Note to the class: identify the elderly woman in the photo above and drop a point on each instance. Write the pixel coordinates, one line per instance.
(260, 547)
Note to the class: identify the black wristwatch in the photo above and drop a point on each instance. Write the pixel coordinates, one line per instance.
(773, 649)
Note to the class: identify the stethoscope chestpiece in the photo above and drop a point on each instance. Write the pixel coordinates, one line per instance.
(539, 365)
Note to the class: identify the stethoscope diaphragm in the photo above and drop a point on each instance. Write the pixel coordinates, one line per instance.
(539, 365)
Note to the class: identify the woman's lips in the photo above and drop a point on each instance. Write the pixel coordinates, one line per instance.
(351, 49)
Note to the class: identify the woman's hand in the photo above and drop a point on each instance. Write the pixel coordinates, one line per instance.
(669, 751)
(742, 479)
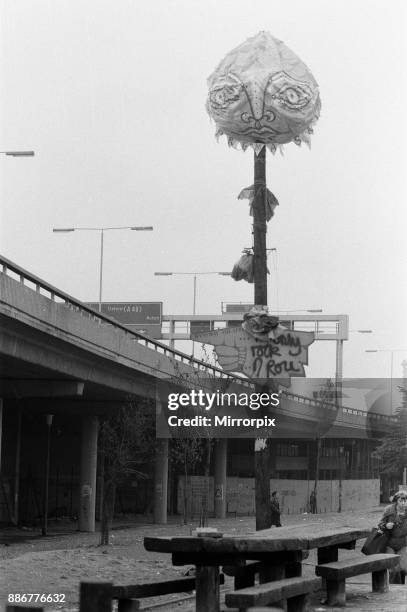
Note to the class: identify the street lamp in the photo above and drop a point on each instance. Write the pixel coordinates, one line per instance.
(194, 274)
(136, 228)
(391, 351)
(18, 153)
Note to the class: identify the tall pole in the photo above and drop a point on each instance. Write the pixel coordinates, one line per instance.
(262, 451)
(391, 382)
(44, 529)
(194, 312)
(101, 271)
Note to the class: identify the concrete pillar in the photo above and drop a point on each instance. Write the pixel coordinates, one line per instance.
(161, 482)
(221, 451)
(1, 426)
(87, 486)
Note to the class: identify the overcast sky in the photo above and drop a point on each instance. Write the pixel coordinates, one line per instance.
(111, 94)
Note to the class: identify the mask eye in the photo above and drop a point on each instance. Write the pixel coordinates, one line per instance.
(293, 97)
(222, 97)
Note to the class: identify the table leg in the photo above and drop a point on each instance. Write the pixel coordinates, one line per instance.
(327, 554)
(207, 588)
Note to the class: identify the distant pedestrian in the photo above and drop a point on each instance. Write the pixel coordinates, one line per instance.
(275, 509)
(394, 524)
(313, 502)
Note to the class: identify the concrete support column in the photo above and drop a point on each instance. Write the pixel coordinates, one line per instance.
(221, 451)
(87, 487)
(161, 482)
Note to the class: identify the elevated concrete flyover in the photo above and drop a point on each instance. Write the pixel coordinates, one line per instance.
(59, 357)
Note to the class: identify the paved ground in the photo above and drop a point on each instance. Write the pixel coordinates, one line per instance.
(57, 563)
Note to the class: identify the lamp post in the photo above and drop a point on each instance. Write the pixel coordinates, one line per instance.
(391, 351)
(136, 228)
(194, 274)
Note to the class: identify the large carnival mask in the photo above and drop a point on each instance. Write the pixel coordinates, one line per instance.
(262, 93)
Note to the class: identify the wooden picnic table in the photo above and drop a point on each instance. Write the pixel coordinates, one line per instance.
(278, 549)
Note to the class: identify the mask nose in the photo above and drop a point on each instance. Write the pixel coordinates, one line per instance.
(256, 95)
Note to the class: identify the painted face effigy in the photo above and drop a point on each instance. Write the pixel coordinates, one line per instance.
(262, 93)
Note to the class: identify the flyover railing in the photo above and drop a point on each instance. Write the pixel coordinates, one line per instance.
(47, 290)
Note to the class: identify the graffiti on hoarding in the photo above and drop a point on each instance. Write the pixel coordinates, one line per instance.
(282, 355)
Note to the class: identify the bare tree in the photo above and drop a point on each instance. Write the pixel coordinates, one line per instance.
(127, 439)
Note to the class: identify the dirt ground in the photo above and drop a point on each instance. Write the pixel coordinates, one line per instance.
(30, 563)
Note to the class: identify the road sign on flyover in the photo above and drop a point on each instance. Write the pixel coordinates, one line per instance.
(144, 317)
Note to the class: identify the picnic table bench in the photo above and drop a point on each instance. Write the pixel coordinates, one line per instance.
(336, 573)
(278, 556)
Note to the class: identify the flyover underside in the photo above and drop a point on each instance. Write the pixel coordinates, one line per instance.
(32, 363)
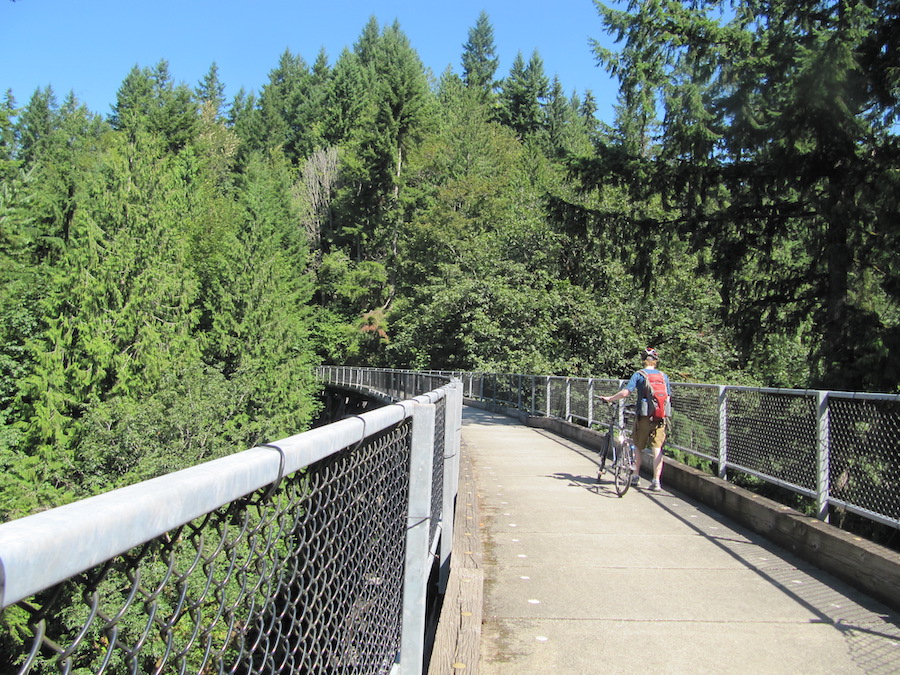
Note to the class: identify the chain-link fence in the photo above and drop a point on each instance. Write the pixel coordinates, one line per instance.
(308, 555)
(837, 448)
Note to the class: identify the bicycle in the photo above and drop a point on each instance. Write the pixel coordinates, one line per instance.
(620, 446)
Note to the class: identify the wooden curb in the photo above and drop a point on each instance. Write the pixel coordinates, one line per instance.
(457, 642)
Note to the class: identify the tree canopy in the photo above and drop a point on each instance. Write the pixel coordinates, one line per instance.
(171, 273)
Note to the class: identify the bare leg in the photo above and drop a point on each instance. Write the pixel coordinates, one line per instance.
(657, 464)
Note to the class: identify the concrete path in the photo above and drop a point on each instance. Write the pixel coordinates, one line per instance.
(577, 580)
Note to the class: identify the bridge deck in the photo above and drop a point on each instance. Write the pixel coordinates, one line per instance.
(577, 580)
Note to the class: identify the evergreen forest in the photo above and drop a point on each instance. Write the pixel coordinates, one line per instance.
(172, 272)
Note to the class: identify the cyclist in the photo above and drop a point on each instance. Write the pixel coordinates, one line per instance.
(646, 429)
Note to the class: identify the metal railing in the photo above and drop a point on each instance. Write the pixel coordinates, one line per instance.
(838, 448)
(310, 554)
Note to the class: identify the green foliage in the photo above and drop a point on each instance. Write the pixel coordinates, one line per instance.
(170, 275)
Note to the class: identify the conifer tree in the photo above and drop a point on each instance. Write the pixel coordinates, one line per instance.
(479, 59)
(211, 91)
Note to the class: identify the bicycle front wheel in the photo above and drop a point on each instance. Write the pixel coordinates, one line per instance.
(623, 470)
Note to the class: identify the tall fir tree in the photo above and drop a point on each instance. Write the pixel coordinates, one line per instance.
(479, 58)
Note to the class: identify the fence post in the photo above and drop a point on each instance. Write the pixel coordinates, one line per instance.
(452, 430)
(519, 389)
(590, 402)
(723, 432)
(823, 456)
(549, 384)
(418, 527)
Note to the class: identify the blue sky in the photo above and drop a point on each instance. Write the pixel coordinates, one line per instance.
(89, 46)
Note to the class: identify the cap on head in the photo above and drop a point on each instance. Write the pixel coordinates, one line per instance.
(649, 353)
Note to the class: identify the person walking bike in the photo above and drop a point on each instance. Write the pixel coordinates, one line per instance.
(654, 395)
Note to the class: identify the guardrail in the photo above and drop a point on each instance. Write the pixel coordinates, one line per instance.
(841, 449)
(309, 554)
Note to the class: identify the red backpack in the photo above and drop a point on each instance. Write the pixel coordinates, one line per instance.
(659, 403)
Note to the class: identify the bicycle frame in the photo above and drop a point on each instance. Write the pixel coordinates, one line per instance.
(620, 446)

# What you need to do
Set down the records exactly, without the pictures.

# Finished task
Note to the class: identify the elderly woman in the photo above and drop a point on each instance. Write the pixel coordinates, one line per instance.
(260, 547)
Note to the class: identify the black wristwatch in the photo above and drop a point on each instance. Write the pixel coordinates, one line per instance.
(773, 649)
Note to the class: identify the stethoscope chestpiece in the photo above and drop a point on each instance. Write the pixel coordinates, one line per instance.
(539, 365)
Note to the class: identify the stethoscope diaphragm in the photo above and drop a point on each instance. Write the pixel coordinates, one line per instance.
(539, 365)
Note to the class: identify the woman's lips in the photo above and drop a point on each instance. Write the pixel coordinates, one line per instance.
(351, 49)
Note to the class: identify the woman's hand in the photo above and drop a point on each instance. Write the pixel coordinates, one line per instance.
(669, 751)
(742, 479)
Note to the class: identify the street lamp in the photo above and drop a point on each instance. Write the pixel coordinates, one line per instance.
(194, 274)
(136, 228)
(391, 351)
(18, 153)
Note to the class: identify the tall pole in the photo above and drop a point on each instance. Write the pixel coordinates, one line per instance.
(262, 451)
(391, 382)
(44, 529)
(194, 312)
(101, 271)
Note to the class: identify the concrete pillar in the photo above and drop a point on each instance. Write the pixel coordinates, one line per instance.
(161, 482)
(221, 451)
(1, 426)
(87, 486)
Note to the class: identify the overcast sky in the photo above and drop a point on each instance. Write the pixel coordinates, one line per instance.
(111, 94)
Note to the class: identify the mask eye in the photo above and drop a point on each instance. Write the pixel coordinates, one line per instance.
(293, 97)
(222, 97)
Note to the class: identify the table leg in the photo above and drop a point on each instance. Write the pixel coordinates, one line per instance.
(327, 554)
(207, 588)
Note to the class: identify the distant pedestrian in the photo above and drop a point on each instance. Write the pixel coordinates, one line per instance.
(275, 509)
(394, 524)
(313, 502)
Note to the class: identify the concrete support column in the photo above and drop a point on each instance. Write the pixel coordinates, one line per instance.
(221, 451)
(87, 487)
(161, 482)
Note to the class: identify the elevated concrete flyover in the photo above and drop a point on each instance. Write the pixel coordinates, one line per instance.
(59, 357)
Note to the class: identify the paved ground in the photo above and drop a point on each instance. Write the pixel coordinates, one line per instance.
(57, 563)
Note to the class: identify the lamp post in the photo above and drop a point on each instance. Write the pixel coordinates, one line per instance.
(391, 351)
(136, 228)
(194, 274)
Note to the class: identify the large carnival mask in the photo above and drop a point on each instance. Write the pixel coordinates, one line per instance.
(262, 93)
Note to the class: identify the wooden picnic table in the photo above and drop a point on each instance. Write the pixel coordinates, one line per instance.
(278, 549)
Note to the class: identify the mask nose in the photo above and drop a point on each instance. Write the pixel coordinates, one line per instance.
(256, 95)
Note to the class: identify the painted face effigy in the photo above and drop a point on each instance. Write the pixel coordinates, one line per instance.
(262, 93)
Note to the class: identify the flyover railing in the photo above and drop a point on each instance. Write the pixel coordinates, one line per instance.
(47, 290)
Note to the class: identify the graffiti on hoarding in the photo above and drop a point on each instance. Write the pixel coordinates, one line per instance.
(282, 355)
Note to the class: identify the bare tree in the photo above and drop a point on each instance. Write the pixel coordinates, one line per instance.
(127, 439)
Note to the class: identify the dirt ground in the photo above and drop a point on each instance. Write the pixel coordinates, one line per instance.
(30, 563)
Note to the class: identify the road sign on flyover in the photo above and drop a point on each instance. Write the pixel coordinates, one line per instance.
(144, 317)
Note to the class: identify the picnic table bench in the photo above and drop a point on each instance. Write the pixel coordinates, one line per instance.
(336, 573)
(278, 556)
Note to the class: identify the flyover underside in the photo above and drop a point on each instance. Write the pixel coordinates, one line per instance.
(32, 363)
Note to the class: identify the chain-link fence in the photo above and drop a point on each instance. Write the pixel coordinates, one line per instance.
(308, 555)
(837, 448)
Note to the class: identify the bicycle in the photo above and drop a point on each instance. Write the pixel coordinates, one line per instance.
(620, 446)
Note to the class: identify the wooden curb in the photo above and drop a point on each instance. Write the pixel coordinates, one line per instance.
(457, 642)
Note to the class: identify the tree canopy in the photo above and drop a point on each instance. Write the pixel coordinates, one line per instance.
(171, 273)
Note to the class: identify the bare leg in the photo above and drop a point on each instance. Write the pixel coordinates, one line per instance.
(657, 464)
Note to the class: identify the concrete path in the photo above and drop a point on each instance. Write the pixel coordinates, one line per instance.
(577, 580)
Note to the class: identify the bridge deck in the photo above and drop a point on each instance. Write the pixel coordinates, one line per instance.
(577, 580)
Note to the class: identify the evergreen forest in the photo above and drop a point on each instance. Write the pixel coordinates, one line per instance.
(172, 272)
Note to the class: identify the cyclist in the photo above and drop a point on each instance. Write the pixel coordinates, one line per instance.
(646, 429)
Note to the class: identify the metal railing in the photo above and drop a point on each instance. Write the pixel coordinates, one line per instance.
(838, 448)
(310, 554)
Note to the class: identify the green foliage in the photo above and drop a point on each instance. Write the pixel coordinates, one line per instance.
(170, 275)
Note to the class: identify the conifer tree in the photo above and drop a point on each instance. Write the pixel coordinates, one line per instance.
(479, 59)
(211, 91)
Note to the class: identify the bicycle front wheel in the photo above and drop a point on each instance. Write the pixel coordinates, one line per instance.
(623, 470)
Note to the class: identify the tall fir tree in the photo above and drop a point on each instance. Write the pixel coordinates, one line per instance.
(479, 58)
Note to the class: identify the fence post in the photo above and drop a point on each instance. Write the pixel coordinates, one line per instance.
(452, 430)
(519, 389)
(590, 402)
(723, 432)
(823, 456)
(549, 384)
(418, 527)
Note to the class: identify the blue sky in the photo above and drop a point on each instance. Write the pixel coordinates, one line per instance.
(89, 46)
Note to the class: identify the cap on head in the photo above and drop a point on each instance. Write the pixel coordinates, one line per instance.
(649, 353)
Note to the class: identify the person walking bike in the photo above and drop a point on each instance. Write the pixel coordinates, one line per instance.
(654, 395)
Note to the class: identify the guardrail in the photo above and drop a point on each instance. Write the pixel coordinates, one line per instance.
(841, 449)
(309, 554)
Note to the class: identify the red backpack in the photo above and drop a point on each instance. Write the pixel coordinates, one line per instance.
(659, 403)
Note to the class: identify the bicycle frame in the photo above and drop a point on each instance. Write the pixel coordinates, one line per instance.
(620, 446)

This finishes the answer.